(Dataset entries)
++++++++++

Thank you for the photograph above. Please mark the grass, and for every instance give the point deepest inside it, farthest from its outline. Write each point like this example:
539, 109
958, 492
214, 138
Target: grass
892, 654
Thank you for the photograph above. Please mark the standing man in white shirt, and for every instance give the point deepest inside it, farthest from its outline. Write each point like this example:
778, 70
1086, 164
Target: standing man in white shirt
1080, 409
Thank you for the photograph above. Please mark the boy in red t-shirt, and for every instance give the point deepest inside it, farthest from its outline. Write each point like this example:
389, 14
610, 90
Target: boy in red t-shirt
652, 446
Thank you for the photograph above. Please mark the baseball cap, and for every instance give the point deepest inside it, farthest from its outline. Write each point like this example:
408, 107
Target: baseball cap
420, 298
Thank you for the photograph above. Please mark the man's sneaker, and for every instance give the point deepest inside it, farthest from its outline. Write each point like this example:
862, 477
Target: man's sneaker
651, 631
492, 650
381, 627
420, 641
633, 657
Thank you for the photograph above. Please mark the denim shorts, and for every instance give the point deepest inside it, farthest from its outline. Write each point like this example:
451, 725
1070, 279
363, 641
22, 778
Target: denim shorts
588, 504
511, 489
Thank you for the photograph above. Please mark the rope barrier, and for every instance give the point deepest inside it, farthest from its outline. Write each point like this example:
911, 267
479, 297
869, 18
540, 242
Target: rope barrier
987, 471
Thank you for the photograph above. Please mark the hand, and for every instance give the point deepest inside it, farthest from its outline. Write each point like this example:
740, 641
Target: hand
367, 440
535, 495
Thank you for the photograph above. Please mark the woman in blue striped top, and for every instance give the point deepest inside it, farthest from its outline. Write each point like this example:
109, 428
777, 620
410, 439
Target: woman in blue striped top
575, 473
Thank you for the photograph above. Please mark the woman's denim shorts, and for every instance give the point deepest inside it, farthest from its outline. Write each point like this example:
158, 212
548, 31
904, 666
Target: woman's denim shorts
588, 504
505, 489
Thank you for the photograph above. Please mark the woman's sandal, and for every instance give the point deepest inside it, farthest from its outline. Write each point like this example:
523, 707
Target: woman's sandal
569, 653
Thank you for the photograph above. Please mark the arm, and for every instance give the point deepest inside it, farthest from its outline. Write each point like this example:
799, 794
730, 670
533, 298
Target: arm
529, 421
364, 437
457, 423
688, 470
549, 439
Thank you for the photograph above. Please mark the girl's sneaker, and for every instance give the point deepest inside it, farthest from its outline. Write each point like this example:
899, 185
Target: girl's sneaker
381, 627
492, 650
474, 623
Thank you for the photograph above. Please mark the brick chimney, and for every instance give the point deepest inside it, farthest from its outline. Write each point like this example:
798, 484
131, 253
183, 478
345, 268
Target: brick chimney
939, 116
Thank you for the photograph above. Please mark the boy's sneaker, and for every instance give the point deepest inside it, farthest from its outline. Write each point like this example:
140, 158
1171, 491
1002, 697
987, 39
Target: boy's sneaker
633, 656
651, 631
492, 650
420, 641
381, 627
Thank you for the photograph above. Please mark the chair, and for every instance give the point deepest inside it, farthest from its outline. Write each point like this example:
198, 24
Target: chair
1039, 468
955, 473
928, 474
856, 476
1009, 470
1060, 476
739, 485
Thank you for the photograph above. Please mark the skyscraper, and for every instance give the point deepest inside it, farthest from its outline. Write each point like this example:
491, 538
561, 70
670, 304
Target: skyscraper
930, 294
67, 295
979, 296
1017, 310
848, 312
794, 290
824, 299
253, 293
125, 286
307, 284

++++++++++

Short problem ▸ Change "farthest from its outline" to "farthest from its edge" everywhere in all of the records above, and leave everything else as it is.

Result for this exercise ▸
Thank you for the photograph above. Please mark the grass, and for every instance give the point deepest inside it, farthest from its edge. Write each point like this example:
539, 109
958, 492
214, 138
Target: grass
892, 654
Thank you for the photograph above. Please mark the standing man in white shirt, and for every instance give the point deepest inside it, farthest from its edge. Write each point like this example:
778, 70
1086, 164
Target: standing man in white shirt
1080, 409
Thank you for the photograph above. Please mark the boy in red t-shirt, and for every instance give the point deepest inside it, farthest from its edge. Write each point like this example:
389, 14
610, 90
Target: boy in red t-shirt
652, 446
Thank you for the photograph above. Please mark the baseball cap, and for every instance give the point deepest inside it, farthest from its edge. Write each point like this example:
408, 107
Target: baseball cap
420, 298
Thank you for the photograph above. Please mark the man's sneaker, and for every instance give the point deepest inside it, farthest from its edge. Write each point like this example:
862, 477
Target: man's sneaker
651, 631
492, 650
381, 627
420, 641
633, 657
Thank you for the photograph above. Please mark the denim shorts, and for every instance give the point deepest inside it, farthest from its edge. Write each point like this example:
451, 725
1070, 279
363, 641
22, 778
Target: denim shorts
588, 504
511, 489
Thank you for the photograph above. Please mark the rope barrier, and for every instance give the point deepest inside it, farthest from its edge. Write each point like this example:
911, 267
479, 297
869, 18
540, 242
Target: rope barrier
987, 471
Thank you for the photograph above. Please mark the hand, and for every instance give the point deepest inside it, farthest from its edge. Write each point like this example:
740, 641
Target: hand
367, 440
535, 495
Thank you for the photograph above. Please mark the woman in blue striped top, and for every instance give the point deepest inside it, farthest from its edge. Write each point like this example:
109, 428
777, 620
410, 439
Target: woman in blue striped top
575, 473
Thank you for the photograph above. Please mark the woman's denim shorts, and for every instance give the point deepest inside it, farthest from its edge. Write each point like this example:
158, 212
548, 31
904, 666
Target: woman's denim shorts
588, 504
505, 489
Thank you for the photograph above. Please mark the woman's sandal, and for every instance give the point deepest inside it, farthest from its edge. Write each point like this example:
523, 707
Target: woman's sandal
569, 653
Thank you for the photograph above. Please mark the arm, and for every instance give the point deepest inside it, farthest from its edge. Write each point like this example:
799, 794
730, 670
533, 298
Target: arm
529, 421
364, 437
457, 423
688, 470
549, 439
Thank you for the photograph above. Please mark the girl's sneaker, and for every instance give the point deepest inside it, farthest from its edge. Write each point like this example:
899, 185
Target: girl's sneaker
381, 627
492, 650
474, 623
Thank you for the photograph above. Please mark the brick chimney, and for every instance give the point deepest inside it, farthest from its edge. Write each point like this example:
798, 484
131, 253
183, 478
345, 268
Target: brick chimney
939, 116
Thank you for the photograph above. Please mark the boy's sneaker, and for every instance give the point deepest inside it, farthest from its edge. Write each point like this example:
140, 158
1171, 491
1002, 697
987, 39
Target: boy's sneaker
633, 656
651, 631
492, 650
420, 641
381, 627
Thank you for the photograph above. Please mark the chair, and for every instance give the point deepest inside it, farthest from its edge. Write each point like this example:
198, 24
Target: chair
1039, 468
955, 473
928, 474
856, 476
1009, 470
1060, 476
739, 485
Thank you for the photograph above. Please mark the skyscraper, and for every instance give the point deepest inside it, farthest from its edge. Write each point like this example:
491, 538
561, 70
670, 304
Target: skyscraper
930, 294
67, 295
979, 296
1017, 310
848, 312
794, 290
824, 299
253, 293
125, 286
307, 284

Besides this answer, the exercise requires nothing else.